::: Given data
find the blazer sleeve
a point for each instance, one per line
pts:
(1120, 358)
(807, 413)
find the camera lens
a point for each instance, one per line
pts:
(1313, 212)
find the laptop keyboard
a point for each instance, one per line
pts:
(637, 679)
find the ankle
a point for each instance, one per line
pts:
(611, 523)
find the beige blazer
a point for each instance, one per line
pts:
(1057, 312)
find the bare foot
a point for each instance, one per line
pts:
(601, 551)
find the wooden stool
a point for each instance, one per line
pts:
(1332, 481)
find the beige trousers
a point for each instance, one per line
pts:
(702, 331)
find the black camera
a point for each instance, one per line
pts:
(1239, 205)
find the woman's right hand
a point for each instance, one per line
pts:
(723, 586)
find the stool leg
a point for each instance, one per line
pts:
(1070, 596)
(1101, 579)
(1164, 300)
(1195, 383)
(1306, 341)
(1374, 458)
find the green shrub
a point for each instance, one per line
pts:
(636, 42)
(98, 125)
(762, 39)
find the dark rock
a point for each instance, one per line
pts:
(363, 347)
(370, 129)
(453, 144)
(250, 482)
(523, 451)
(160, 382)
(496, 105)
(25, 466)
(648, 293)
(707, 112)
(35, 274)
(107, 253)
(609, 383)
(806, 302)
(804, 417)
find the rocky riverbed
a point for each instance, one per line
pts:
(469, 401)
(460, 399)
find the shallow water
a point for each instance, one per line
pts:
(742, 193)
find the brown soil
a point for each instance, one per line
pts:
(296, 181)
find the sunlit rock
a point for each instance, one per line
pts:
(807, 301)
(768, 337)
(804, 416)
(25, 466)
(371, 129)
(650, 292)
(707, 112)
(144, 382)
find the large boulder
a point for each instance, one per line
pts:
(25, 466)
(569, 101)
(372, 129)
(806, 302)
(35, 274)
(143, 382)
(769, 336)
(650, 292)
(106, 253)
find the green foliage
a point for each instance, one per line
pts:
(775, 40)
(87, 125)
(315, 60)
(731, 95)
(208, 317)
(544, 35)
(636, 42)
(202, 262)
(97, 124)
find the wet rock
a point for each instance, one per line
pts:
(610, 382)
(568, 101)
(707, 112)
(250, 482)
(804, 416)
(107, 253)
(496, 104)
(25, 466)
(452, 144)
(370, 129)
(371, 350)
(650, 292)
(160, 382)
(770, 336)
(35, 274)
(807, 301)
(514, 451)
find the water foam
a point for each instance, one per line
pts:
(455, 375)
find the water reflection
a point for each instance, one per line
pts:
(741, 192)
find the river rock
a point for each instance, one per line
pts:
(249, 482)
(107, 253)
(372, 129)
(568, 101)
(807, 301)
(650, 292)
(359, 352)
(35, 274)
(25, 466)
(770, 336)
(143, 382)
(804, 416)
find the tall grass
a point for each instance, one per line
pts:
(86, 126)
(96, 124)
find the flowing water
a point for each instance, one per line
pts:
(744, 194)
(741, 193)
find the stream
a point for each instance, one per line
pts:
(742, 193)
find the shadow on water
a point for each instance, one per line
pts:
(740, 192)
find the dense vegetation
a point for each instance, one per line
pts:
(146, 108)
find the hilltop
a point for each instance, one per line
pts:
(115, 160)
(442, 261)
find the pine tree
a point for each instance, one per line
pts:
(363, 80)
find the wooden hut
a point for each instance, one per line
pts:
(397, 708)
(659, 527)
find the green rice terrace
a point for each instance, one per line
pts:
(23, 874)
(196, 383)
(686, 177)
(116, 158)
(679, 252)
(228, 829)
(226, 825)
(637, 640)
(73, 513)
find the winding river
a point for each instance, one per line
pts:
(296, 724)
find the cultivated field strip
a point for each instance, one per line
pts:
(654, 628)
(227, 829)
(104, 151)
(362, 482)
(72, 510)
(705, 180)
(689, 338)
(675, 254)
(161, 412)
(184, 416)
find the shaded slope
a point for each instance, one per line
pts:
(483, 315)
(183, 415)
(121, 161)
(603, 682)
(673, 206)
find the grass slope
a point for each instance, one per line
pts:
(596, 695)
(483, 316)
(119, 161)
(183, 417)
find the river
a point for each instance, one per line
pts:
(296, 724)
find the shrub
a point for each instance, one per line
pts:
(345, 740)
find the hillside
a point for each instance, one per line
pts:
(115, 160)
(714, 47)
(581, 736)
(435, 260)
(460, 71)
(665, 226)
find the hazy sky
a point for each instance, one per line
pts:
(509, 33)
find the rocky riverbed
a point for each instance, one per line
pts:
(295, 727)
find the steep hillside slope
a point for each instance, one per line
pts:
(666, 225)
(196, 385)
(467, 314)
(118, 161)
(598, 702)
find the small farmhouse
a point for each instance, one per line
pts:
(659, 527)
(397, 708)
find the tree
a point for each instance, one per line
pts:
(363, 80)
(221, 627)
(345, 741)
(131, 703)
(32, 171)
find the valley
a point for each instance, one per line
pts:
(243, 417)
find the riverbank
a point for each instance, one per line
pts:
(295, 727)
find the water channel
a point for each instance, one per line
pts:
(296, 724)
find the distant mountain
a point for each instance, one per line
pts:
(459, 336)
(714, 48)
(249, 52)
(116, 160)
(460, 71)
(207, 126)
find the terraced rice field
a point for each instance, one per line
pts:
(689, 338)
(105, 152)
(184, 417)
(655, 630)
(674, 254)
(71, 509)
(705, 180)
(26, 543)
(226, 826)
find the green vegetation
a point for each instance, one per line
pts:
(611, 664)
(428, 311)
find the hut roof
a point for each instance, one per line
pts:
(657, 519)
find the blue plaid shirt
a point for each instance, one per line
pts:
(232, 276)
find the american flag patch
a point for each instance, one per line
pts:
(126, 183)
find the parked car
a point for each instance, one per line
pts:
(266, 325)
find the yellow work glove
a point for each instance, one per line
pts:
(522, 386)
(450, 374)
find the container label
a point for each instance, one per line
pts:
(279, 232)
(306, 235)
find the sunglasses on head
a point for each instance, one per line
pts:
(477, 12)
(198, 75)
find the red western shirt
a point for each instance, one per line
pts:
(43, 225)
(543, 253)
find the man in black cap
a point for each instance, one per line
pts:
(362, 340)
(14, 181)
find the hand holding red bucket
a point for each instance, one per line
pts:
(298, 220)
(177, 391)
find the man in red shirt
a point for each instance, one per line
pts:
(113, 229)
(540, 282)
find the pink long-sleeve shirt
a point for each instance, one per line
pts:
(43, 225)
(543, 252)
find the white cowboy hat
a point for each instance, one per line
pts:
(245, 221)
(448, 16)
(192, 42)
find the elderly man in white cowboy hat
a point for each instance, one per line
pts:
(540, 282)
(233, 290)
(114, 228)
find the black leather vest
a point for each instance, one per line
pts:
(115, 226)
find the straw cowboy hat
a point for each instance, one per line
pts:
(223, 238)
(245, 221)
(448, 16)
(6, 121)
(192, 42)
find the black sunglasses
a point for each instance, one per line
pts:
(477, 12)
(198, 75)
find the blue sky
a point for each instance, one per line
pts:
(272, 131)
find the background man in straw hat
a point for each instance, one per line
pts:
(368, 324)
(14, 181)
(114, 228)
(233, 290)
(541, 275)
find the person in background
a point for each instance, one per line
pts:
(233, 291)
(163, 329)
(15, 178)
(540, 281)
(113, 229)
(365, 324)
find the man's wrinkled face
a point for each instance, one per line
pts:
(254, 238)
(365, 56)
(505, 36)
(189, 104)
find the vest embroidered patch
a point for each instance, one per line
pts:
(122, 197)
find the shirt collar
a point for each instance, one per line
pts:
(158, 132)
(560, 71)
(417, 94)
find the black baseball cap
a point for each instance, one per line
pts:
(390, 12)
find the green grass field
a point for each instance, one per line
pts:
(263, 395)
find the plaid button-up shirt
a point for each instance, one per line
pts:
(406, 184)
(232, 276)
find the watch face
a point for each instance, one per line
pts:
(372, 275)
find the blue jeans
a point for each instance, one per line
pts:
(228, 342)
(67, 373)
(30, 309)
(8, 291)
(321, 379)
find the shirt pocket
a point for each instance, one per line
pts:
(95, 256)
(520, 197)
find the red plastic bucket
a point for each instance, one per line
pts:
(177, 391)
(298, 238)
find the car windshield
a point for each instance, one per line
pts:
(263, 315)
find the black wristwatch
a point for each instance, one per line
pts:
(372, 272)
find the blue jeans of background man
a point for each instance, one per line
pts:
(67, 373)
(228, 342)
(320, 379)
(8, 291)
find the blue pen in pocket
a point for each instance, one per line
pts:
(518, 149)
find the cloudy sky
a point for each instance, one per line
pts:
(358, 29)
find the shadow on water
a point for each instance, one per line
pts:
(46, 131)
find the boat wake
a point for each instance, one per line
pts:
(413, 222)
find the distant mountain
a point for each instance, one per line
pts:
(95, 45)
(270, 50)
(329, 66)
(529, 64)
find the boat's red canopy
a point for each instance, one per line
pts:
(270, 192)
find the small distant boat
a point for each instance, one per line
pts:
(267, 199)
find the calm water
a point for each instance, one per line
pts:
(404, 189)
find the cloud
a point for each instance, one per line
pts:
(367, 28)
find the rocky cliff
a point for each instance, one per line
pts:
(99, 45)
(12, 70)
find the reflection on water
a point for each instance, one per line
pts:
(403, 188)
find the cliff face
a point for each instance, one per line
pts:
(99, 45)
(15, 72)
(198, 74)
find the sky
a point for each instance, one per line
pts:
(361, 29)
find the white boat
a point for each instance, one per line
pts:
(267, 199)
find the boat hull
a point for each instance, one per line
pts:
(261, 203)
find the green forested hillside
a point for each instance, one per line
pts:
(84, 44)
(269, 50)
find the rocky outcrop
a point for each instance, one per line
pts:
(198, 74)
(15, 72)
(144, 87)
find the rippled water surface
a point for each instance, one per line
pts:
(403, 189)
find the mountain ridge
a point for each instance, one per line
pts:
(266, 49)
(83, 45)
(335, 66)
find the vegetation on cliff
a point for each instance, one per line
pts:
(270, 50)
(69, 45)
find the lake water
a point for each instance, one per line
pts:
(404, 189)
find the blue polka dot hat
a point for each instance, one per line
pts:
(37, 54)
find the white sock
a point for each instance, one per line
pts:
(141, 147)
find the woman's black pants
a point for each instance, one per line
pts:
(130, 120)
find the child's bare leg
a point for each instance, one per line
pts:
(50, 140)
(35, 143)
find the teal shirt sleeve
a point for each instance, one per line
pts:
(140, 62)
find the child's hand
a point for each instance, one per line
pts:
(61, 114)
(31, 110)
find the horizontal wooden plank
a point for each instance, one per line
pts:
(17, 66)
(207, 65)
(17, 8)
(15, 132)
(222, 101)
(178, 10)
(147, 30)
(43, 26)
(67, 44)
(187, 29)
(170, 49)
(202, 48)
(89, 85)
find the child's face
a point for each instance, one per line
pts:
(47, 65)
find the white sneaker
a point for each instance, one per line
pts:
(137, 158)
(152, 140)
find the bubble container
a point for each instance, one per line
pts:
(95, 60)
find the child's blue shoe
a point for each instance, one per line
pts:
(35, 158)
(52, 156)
::::::
Find the lines above that contain "sleeve" and give their count, with nothing added.

**Response below**
3